## EJERCICIO BREVE A:
¿Puedes repetir, palabra por palabra, el tramo del texto sobre la violencia del narcotráfico que va desde "A continuación exponemos" hasta "el futuro próximo."?

## FRAGMENTO MOSTRADO:
=====

En los años ochenta, la violencia asociada al narcotráfico en Colombia azotó a Bogotá. La guerra que hoy se libra en nuestro país en apariencia no ha alcanzado a la Ciudad de México. ¿Cuál será la suerte y el papel de la capital y de sus habitantes en un conflicto cuyo fin está lejos?

Aunque son oportunas, la gran mayoría de las críticas que hasta ahora se han hecho a la llamada “lucha contra las drogas” que emprendió el Ejecutivo Federal, difícilmente lograrán impactar en el corto plazo las políticas contra el crimen organizado. Por ejemplo, las propuestas hechas por expertos e intelectuales proponiendo la legalización de las drogas son relevantes para generar conciencia de lo que es evidente —los grandes costos del prohibicionismo—, pero no para detener en poco tiempo la violencia que tiene contra la pared a miles de ciudadanos, comerciantes y empresarios de varias regiones del país. El problema de la legalización estriba en que no habría forma de exportar legalmente la producción de droga a los países consumidores y que parte del consumo se realizaría en México.

En nuestra opinión, cualquier cambio en la estrategia encabezada por Felipe Calderón sólo ocurrirá cuando el crimen organizado incursione de manera evidente en la política nacional o cuando la población del Distrito Federal empiece a padecer en carne propia los efectos de la violencia generada por el crimen organizado. Algo comparable ocurrió en 1968, 1971 y 1985, cuando los habitantes de la capital —el indiscutible ombligo político de México— resintieron los efectos de la represión e indolencia del régimen autocrático y de partido único que imperaba en el país. Sólo así, lamentablemente, los tres poderes de la Unión atenderán el reclamo de la población; sólo cuando se paralice el Paseo de la Reforma y se colme el Zócalo capitalino para exigir un cambio de estrategia y para recordarle al crimen organizado que es minoría, cuando se produzcan otros hechos que hagan inevitable ese cambio.
A continuación exponemos nuestras razones. También presentamos cinco propuestas concretas para fortalecer a los tres poderes de la Unión y a la ciudadanía en el transcurso de esta lucha, que irremediablemente se seguirá librando durante el próximo sexenio, sin importar quién ocupe la Presidencia de la República. Para esgrimir nuestros argumentos con mayor claridad y delinear nuestras propuestas recurrimos al caso de Colombia donde, desde 1991 aproximadamente, el gobierno y la ciudadanía han logrado de manera paulatina reducir la violencia y debilitar las estructuras del crimen organizado. Concluimos con una advertencia sobre el futuro próximo.

Parte de guerra… en provincia

La verdadera guerra se libra en algunos estados como Chihuahua, Guerrero, Michoacán, Sinaloa y Tamaulipas, no en el Distrito Federal. De hecho, de acuerdo con cifras de la Presidencia de la República, en 2010 la mitad de todos los homicidios presuntamente vinculados con el crimen organizado se concentró en tres entidades federativas: Chihuahua, con 30%; Sinaloa, con 12%, y Tamaulipas, con 8%. Mientras tanto, en el Distrito Federal se registraron 191 homicidios, equivalentes a 1.25% de los 15 mil 273 ocurridos en todo el país.

=====

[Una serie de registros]

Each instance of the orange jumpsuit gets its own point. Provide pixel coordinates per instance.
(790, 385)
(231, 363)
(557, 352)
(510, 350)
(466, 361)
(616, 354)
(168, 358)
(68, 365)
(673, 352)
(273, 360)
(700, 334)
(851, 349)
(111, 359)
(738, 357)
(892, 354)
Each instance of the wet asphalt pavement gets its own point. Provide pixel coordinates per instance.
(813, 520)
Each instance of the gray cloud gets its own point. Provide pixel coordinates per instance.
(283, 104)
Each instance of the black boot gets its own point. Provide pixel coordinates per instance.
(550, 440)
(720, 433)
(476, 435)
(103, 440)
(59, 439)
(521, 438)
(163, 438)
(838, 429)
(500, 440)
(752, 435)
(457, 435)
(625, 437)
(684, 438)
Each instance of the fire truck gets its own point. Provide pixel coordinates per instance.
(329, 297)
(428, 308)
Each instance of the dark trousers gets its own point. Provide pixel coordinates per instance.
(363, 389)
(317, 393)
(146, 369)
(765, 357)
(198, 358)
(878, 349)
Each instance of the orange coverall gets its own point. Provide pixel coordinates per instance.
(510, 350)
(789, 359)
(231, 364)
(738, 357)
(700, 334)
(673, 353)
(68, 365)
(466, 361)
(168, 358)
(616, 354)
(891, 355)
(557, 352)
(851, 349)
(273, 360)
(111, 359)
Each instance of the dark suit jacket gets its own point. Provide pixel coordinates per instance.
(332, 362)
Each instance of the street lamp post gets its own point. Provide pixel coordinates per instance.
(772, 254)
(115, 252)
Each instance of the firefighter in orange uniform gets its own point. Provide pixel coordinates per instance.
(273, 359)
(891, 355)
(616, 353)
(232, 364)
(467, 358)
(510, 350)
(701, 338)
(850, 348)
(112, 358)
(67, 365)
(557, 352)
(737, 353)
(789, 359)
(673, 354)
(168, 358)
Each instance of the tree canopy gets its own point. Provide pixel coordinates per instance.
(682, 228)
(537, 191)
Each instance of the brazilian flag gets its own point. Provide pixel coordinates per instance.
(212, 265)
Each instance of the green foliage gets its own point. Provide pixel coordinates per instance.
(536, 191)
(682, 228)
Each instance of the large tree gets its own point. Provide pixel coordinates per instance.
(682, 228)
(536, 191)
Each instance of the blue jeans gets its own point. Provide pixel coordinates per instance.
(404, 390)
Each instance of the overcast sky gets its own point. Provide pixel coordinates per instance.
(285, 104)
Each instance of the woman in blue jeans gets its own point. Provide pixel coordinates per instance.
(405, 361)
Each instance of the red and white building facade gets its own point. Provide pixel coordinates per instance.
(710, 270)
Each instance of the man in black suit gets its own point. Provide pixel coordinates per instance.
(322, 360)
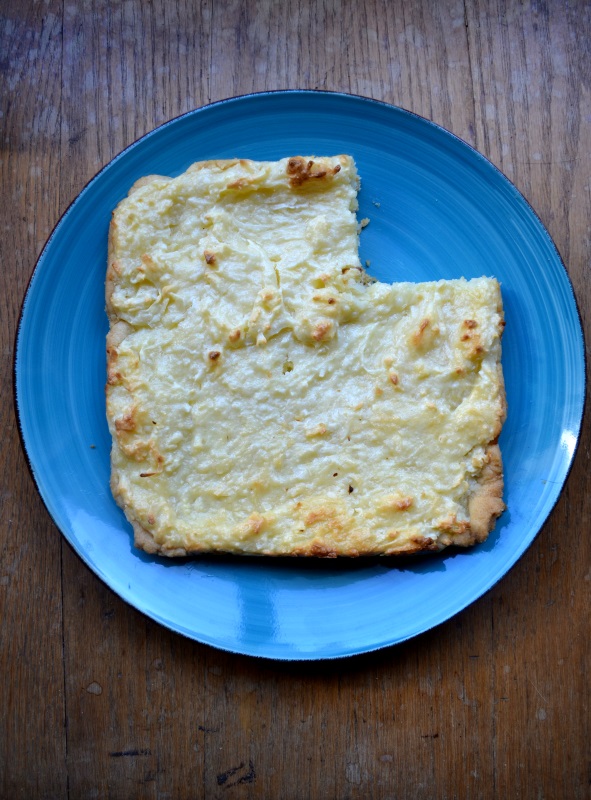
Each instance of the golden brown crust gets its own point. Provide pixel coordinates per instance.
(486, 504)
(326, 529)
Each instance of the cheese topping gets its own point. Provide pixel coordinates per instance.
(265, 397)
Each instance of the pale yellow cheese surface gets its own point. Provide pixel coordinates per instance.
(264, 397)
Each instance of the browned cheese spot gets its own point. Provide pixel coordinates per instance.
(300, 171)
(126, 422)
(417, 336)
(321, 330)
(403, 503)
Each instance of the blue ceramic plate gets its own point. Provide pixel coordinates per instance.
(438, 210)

=====

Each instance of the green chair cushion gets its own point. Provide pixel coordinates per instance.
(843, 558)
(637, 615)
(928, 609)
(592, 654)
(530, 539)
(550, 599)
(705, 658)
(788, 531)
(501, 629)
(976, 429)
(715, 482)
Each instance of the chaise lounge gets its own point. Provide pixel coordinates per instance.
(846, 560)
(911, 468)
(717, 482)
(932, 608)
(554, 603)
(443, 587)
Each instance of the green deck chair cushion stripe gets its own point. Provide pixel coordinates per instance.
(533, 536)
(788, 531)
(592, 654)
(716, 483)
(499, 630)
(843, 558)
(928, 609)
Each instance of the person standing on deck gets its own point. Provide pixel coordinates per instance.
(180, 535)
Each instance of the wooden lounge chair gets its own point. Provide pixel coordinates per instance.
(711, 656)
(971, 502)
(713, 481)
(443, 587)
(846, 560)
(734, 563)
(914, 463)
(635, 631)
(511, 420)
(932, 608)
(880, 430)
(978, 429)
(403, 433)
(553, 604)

=====

## EJERCICIO BREVE B:
¿Qué líneas del listado de arriba contienen la cadena "black"? Devuélvelas todas, sin cambiar nada.

## RESPUESTA COMPLETA A:
A continuación exponemos nuestras razones. También presentamos cinco propuestas concretas para fortalecer a los tres poderes de la Unión y a la ciudadanía en el transcurso de esta lucha, que irremediablemente se seguirá librando durante el próximo sexenio, sin importar quién ocupe la Presidencia de la República. Para esgrimir nuestros argumentos con mayor claridad y delinear nuestras propuestas recurrimos al caso de Colombia donde, desde 1991 aproximadamente, el gobierno y la ciudadanía han logrado de manera paulatina reducir la violencia y debilitar las estructuras del crimen organizado. Concluimos con una advertencia sobre el futuro próximo.

## RESPUESTA COMPLETA B:
Each instance of the black boot gets its own point. Provide pixel coordinates per instance.
Each instance of the man in black suit gets its own point. Provide pixel coordinates per instance.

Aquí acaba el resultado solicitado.